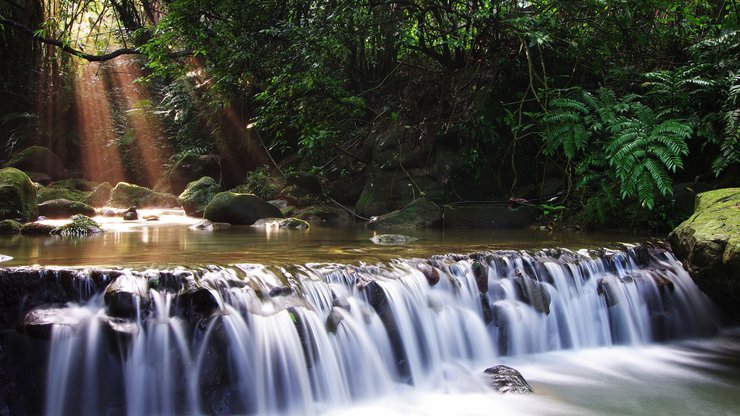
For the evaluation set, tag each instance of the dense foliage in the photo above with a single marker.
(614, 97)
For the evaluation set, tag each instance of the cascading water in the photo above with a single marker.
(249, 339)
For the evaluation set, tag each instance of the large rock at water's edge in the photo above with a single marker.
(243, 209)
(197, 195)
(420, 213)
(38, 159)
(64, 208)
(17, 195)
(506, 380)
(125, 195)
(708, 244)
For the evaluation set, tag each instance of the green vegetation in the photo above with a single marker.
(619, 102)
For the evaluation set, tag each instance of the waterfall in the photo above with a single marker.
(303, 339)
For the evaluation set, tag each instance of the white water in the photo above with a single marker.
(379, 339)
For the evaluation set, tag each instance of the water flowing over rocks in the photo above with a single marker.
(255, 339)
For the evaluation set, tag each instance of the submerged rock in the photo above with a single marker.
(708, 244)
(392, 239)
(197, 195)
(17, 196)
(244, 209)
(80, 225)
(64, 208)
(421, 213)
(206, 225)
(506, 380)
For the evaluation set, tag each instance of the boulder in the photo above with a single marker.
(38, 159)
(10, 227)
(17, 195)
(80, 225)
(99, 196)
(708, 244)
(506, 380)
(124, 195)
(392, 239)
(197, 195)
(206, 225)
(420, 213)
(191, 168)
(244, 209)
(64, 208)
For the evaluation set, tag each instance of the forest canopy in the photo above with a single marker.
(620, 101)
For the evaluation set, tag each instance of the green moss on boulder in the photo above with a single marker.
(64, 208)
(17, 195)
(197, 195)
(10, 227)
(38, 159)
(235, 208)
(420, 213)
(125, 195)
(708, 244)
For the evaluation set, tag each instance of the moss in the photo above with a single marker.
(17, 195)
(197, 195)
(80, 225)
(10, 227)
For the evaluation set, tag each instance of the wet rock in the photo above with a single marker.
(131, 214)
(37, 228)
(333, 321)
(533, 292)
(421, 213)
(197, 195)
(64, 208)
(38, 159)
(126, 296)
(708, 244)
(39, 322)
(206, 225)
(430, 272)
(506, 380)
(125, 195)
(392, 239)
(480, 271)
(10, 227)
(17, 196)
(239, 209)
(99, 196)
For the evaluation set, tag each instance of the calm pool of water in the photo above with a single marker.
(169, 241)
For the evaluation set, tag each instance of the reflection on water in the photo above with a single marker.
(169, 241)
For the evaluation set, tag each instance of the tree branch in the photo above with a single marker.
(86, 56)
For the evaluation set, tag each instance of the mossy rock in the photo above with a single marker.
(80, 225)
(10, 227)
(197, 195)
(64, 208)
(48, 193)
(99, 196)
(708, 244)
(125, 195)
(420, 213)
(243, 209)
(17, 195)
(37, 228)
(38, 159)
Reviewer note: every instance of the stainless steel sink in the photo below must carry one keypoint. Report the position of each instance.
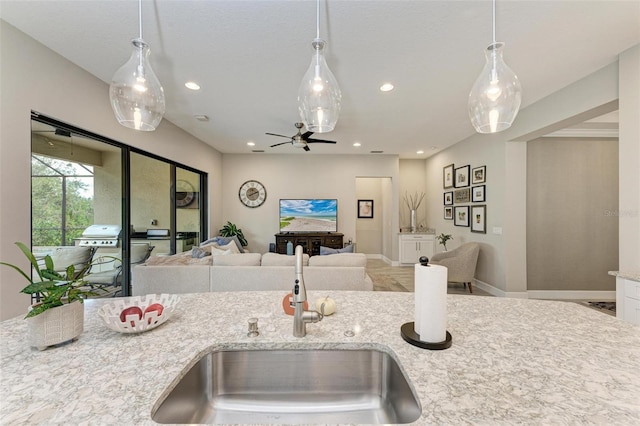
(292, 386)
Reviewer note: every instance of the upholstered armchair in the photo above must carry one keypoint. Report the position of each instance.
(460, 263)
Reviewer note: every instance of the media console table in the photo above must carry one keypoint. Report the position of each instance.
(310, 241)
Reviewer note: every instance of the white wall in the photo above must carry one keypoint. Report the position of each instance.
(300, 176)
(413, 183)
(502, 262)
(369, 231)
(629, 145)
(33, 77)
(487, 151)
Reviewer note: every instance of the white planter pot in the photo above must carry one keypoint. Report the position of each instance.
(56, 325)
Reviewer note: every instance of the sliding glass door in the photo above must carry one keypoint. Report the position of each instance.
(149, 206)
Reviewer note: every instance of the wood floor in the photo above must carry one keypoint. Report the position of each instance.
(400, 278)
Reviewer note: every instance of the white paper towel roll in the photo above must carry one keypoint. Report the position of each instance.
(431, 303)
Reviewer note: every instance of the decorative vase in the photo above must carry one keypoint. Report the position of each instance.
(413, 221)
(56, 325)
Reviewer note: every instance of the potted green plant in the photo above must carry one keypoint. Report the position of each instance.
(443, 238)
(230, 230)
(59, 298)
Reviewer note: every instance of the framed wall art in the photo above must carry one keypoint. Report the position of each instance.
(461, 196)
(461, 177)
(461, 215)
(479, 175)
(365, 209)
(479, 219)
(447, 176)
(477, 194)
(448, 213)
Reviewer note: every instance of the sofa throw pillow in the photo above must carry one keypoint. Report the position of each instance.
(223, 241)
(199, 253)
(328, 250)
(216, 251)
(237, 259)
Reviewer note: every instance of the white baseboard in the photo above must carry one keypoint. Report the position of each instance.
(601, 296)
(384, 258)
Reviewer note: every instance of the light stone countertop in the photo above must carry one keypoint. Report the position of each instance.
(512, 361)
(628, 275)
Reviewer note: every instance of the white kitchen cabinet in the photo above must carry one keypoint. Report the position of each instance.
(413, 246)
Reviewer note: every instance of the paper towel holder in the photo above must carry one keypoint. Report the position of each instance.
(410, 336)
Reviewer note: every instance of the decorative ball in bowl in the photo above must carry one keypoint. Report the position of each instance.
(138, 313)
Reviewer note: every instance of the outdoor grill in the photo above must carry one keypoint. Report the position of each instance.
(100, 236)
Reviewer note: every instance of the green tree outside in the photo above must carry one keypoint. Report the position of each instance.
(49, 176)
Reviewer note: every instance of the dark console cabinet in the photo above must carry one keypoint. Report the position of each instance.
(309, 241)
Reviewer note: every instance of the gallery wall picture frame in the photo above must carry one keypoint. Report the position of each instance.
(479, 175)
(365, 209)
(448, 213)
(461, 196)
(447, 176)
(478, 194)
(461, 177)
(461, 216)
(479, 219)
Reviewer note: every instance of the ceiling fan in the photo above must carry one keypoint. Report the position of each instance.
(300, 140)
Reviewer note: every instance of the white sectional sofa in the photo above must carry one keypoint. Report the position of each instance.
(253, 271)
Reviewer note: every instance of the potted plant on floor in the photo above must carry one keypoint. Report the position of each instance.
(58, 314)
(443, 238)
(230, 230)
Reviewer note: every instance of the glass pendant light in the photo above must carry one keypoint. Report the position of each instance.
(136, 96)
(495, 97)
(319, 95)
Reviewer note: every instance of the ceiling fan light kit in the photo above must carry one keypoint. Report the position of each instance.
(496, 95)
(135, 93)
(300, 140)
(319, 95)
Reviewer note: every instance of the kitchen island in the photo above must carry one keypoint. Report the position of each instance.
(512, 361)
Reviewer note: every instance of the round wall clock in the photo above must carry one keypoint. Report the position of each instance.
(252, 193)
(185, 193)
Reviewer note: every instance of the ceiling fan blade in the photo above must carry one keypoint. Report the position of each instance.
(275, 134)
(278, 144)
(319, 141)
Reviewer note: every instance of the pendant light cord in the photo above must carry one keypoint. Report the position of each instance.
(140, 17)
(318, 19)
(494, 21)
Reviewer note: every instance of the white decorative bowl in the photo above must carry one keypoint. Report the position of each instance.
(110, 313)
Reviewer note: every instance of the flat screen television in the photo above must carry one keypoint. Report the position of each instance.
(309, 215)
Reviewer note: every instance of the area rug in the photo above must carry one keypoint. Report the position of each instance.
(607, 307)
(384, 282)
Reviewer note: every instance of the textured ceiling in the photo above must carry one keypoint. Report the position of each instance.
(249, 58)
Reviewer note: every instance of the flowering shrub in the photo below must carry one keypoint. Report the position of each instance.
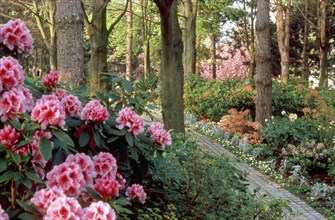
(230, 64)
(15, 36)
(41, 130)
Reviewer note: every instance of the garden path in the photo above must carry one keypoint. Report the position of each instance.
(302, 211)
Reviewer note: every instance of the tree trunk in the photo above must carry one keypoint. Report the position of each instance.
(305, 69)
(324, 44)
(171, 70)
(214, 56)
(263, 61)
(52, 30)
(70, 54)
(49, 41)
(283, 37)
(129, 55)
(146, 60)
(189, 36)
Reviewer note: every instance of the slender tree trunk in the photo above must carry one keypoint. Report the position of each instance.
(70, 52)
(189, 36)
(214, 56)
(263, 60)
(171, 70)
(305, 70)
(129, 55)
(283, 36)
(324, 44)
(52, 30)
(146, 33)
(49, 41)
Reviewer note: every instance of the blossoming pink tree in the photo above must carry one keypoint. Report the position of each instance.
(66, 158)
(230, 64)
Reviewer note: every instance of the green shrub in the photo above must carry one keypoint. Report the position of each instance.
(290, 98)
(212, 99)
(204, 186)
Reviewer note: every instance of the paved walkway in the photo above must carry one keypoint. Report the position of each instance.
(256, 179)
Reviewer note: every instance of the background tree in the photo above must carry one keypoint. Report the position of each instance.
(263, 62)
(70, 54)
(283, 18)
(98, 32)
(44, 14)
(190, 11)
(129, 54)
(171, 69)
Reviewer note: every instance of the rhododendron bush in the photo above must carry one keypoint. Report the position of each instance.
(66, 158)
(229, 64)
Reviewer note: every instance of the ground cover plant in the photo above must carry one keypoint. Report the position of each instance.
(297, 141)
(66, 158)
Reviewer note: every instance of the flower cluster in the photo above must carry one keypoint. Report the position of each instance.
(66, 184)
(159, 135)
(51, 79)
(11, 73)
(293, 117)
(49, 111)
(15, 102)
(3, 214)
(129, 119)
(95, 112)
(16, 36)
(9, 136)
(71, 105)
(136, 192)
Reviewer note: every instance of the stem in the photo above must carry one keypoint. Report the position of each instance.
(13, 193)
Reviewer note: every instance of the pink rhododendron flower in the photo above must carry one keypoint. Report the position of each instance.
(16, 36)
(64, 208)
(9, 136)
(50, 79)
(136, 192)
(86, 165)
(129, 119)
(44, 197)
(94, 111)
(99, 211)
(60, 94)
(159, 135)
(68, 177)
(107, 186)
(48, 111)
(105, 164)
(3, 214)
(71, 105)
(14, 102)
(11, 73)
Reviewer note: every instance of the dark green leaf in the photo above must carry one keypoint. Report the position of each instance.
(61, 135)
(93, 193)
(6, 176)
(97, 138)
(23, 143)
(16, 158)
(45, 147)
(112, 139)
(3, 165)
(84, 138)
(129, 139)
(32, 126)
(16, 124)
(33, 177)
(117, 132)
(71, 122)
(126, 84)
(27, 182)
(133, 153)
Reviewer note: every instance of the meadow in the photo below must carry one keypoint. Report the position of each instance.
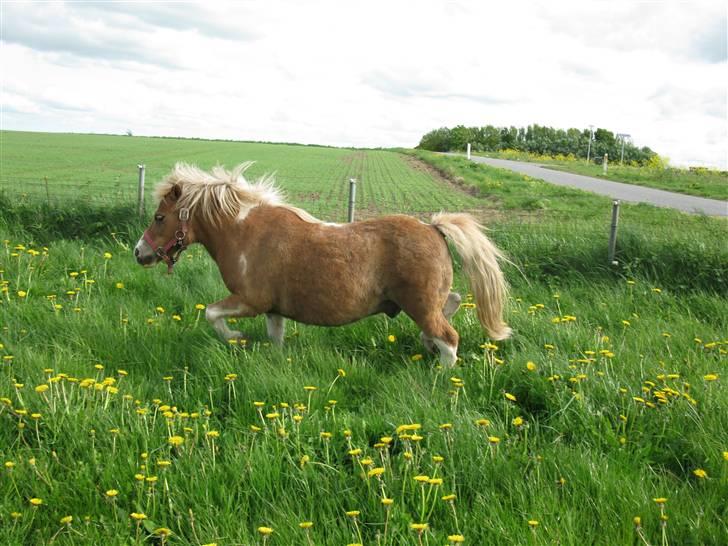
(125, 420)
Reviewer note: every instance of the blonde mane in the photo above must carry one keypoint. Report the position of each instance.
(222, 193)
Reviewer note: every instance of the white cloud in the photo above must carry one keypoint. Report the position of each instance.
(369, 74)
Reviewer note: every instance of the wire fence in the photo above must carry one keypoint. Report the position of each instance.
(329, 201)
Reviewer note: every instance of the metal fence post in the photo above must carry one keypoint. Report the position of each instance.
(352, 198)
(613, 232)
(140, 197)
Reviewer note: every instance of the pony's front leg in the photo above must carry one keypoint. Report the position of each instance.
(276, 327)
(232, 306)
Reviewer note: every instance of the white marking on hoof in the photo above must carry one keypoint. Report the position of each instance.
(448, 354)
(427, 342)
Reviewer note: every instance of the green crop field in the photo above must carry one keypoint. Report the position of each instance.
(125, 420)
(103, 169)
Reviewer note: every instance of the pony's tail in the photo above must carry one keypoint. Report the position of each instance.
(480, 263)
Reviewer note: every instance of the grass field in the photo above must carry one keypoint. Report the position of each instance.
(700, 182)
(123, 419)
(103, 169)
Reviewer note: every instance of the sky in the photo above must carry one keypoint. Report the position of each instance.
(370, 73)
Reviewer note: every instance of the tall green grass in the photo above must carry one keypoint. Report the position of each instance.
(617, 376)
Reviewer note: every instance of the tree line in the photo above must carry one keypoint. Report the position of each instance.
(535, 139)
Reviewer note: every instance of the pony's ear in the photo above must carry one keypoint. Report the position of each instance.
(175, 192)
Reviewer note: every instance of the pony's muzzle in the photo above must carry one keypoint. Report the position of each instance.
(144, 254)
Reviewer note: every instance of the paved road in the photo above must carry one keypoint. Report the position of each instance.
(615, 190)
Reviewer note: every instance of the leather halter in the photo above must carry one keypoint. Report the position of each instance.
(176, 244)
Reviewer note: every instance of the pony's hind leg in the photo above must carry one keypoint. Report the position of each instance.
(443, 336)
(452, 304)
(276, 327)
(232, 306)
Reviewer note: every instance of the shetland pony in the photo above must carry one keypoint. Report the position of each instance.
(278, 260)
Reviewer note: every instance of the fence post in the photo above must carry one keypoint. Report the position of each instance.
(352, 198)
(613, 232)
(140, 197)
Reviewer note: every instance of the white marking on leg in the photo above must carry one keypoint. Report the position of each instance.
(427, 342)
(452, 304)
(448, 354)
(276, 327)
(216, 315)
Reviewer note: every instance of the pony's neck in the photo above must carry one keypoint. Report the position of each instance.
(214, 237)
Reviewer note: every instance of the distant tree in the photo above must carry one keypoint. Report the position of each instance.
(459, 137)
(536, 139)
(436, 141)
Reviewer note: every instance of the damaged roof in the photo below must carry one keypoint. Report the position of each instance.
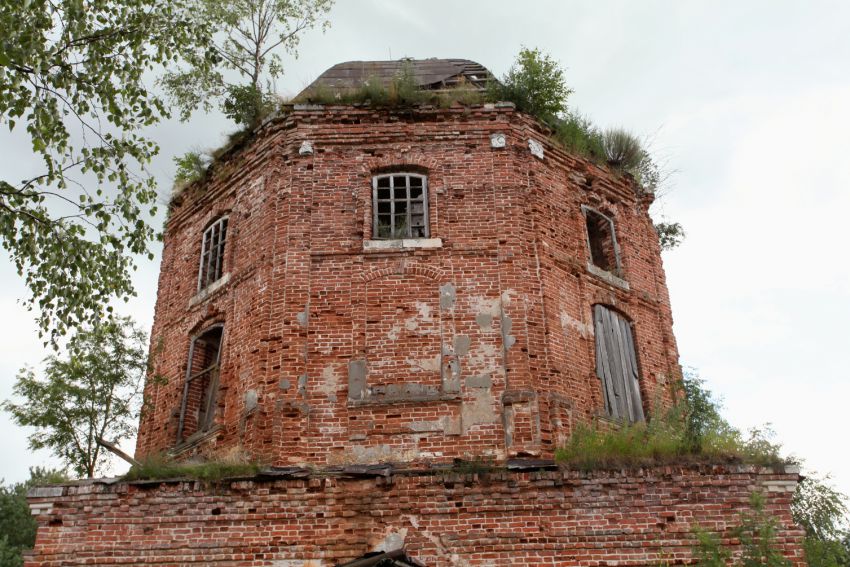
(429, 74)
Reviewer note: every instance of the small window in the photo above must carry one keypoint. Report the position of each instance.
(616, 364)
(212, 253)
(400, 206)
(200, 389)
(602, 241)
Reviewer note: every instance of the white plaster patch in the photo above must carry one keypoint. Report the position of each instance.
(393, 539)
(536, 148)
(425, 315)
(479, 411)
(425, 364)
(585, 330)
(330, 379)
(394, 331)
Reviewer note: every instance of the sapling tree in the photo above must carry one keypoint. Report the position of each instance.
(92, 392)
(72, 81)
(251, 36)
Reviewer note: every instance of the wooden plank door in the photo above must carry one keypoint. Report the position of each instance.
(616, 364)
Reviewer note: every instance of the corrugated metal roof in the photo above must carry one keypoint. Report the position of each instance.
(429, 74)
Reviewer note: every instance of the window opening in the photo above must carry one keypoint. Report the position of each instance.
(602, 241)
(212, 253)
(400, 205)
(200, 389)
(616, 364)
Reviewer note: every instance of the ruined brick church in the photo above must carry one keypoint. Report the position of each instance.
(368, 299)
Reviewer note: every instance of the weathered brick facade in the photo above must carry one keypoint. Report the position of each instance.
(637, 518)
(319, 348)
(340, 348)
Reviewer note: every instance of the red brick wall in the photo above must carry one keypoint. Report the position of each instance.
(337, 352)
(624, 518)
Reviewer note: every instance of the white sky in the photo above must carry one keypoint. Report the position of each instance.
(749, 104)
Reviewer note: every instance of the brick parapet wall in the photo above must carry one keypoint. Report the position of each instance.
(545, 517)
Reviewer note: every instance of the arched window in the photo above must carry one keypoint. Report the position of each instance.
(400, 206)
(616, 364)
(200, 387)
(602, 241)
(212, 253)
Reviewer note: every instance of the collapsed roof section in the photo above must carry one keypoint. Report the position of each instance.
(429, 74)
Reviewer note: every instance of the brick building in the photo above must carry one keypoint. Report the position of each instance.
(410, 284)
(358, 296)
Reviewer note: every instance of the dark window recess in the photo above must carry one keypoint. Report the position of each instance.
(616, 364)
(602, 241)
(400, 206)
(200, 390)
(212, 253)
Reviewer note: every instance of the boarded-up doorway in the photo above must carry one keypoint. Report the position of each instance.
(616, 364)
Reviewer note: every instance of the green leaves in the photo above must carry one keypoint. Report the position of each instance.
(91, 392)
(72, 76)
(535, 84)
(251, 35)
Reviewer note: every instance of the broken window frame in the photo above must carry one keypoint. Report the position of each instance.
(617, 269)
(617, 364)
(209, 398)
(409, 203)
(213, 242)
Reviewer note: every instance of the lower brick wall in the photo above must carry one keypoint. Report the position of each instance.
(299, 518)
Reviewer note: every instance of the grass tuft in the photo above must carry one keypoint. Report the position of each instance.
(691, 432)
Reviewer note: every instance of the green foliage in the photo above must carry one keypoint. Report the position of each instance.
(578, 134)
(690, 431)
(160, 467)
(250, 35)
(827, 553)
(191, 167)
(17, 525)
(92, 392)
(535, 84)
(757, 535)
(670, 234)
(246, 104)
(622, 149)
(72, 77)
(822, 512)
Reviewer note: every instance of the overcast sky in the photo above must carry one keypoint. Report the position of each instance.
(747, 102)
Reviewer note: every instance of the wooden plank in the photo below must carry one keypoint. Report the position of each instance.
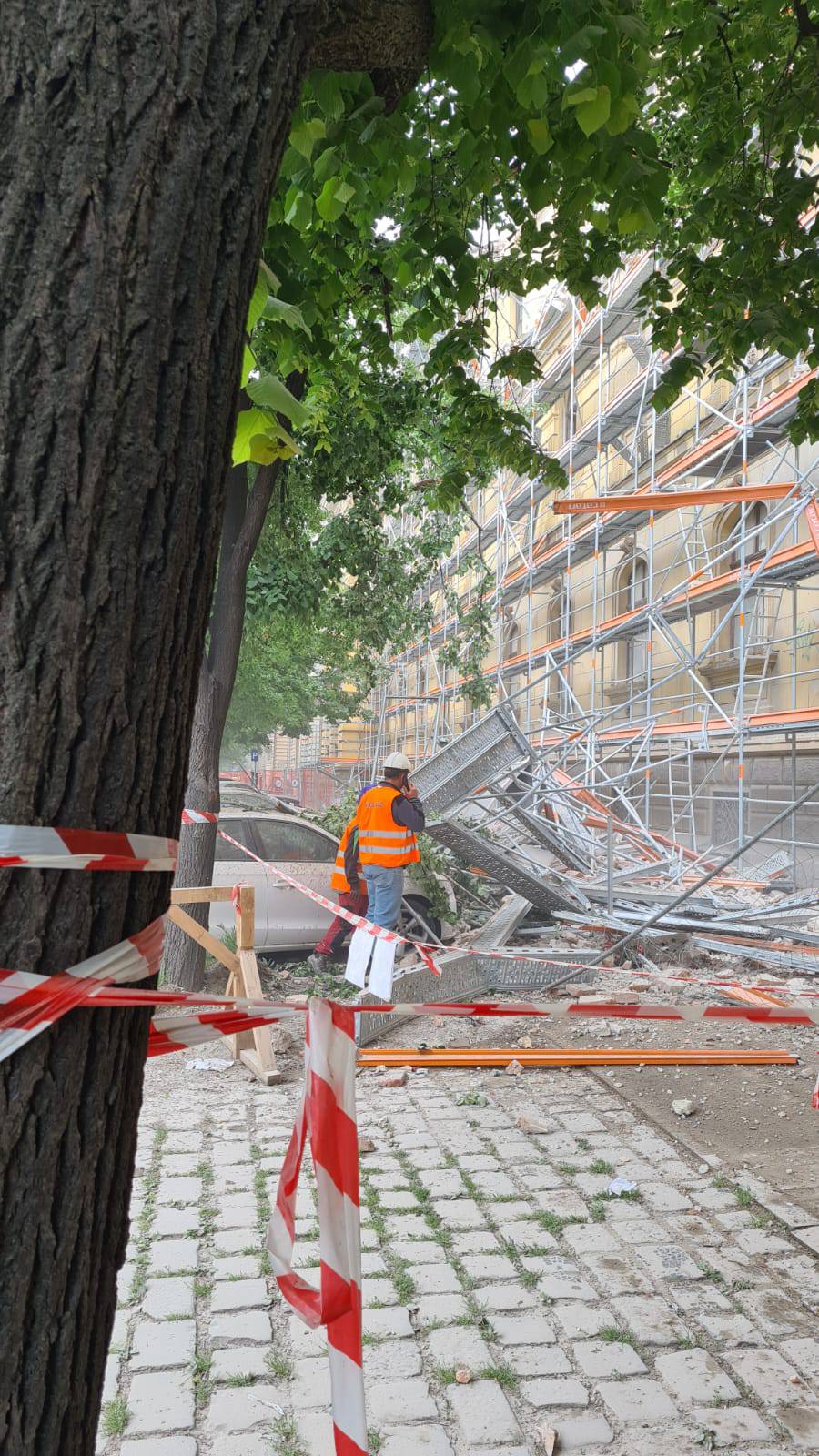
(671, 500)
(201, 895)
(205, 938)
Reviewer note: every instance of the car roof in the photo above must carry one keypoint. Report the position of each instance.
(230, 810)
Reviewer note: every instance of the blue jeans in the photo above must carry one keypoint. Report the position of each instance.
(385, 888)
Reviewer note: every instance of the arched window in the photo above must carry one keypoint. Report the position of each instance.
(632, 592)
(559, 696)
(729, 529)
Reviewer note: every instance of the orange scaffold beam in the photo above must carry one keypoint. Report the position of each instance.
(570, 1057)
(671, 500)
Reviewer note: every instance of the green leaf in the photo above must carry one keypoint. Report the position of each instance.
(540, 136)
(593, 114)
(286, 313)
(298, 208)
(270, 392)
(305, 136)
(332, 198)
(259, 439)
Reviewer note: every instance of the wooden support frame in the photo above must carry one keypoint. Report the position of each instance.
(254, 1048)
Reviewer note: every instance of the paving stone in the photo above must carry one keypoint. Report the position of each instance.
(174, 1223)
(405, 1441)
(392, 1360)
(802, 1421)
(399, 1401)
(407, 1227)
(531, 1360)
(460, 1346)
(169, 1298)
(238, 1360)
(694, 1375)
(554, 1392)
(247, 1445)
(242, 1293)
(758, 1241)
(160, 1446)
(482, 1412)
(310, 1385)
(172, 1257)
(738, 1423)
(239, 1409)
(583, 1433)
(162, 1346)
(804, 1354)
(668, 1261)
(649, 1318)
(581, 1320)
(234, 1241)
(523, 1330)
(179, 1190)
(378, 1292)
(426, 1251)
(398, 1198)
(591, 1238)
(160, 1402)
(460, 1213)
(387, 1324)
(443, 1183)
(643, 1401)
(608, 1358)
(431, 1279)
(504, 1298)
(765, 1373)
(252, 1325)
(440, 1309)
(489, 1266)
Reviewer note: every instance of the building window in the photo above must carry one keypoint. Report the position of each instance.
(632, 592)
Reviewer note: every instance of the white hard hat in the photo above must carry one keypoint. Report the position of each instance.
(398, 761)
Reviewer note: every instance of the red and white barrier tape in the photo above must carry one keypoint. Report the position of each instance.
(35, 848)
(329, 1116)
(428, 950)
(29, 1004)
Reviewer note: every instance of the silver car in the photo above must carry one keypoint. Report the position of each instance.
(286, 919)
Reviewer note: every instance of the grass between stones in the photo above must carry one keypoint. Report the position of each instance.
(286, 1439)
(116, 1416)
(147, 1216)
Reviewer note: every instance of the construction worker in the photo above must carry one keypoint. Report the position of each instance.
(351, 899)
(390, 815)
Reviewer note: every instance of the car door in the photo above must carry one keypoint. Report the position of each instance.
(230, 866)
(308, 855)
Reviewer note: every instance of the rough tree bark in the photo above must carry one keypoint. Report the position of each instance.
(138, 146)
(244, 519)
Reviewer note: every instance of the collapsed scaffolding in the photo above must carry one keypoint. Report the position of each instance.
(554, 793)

------------------------------

» INSTRUCTIONS TO FOLLOW
Every line from the one containing "Reviewer note: every instance of the building" through the last line of the entries must be written out verbatim, and no other line.

» CORRECT RESPONSE
Reviewer note: every instance of the building window in the photo above must carry one keypoint. Report the position of each instance.
(632, 592)
Reviewer note: every instance of the white hard hat in the photo above must carry one keypoint. Report the position of each instance.
(398, 761)
Reviewer note: every instance of the red and white barrier tape in the photo above must carry one keypoint. Report the position of each instance.
(35, 848)
(329, 1116)
(428, 950)
(29, 1004)
Reviewer note: every instance of the silver car in the photo above must carry one keypoint. Report the position of each instance.
(286, 919)
Reviewer note: every instance of the grass between stones in the photo above must carry one keypoint. Report the position of each instance.
(286, 1439)
(116, 1416)
(147, 1216)
Reviewer note: every instance of the construction worker in the photo above must carry one keypoint. Report the position of each instance.
(351, 899)
(390, 815)
Reviewer note: every instance of the car door in the photo above must carry one keypoint. Report the position of each instance.
(230, 866)
(308, 855)
Reviewer note: every instance of the rough tree bark in the photo above must carry one keypoint. Report the position of each instance.
(138, 146)
(244, 519)
Reviewer note: every instance of the collapsed scaffolding in the photo above must carry one keypoint. Report the position of each instance.
(554, 793)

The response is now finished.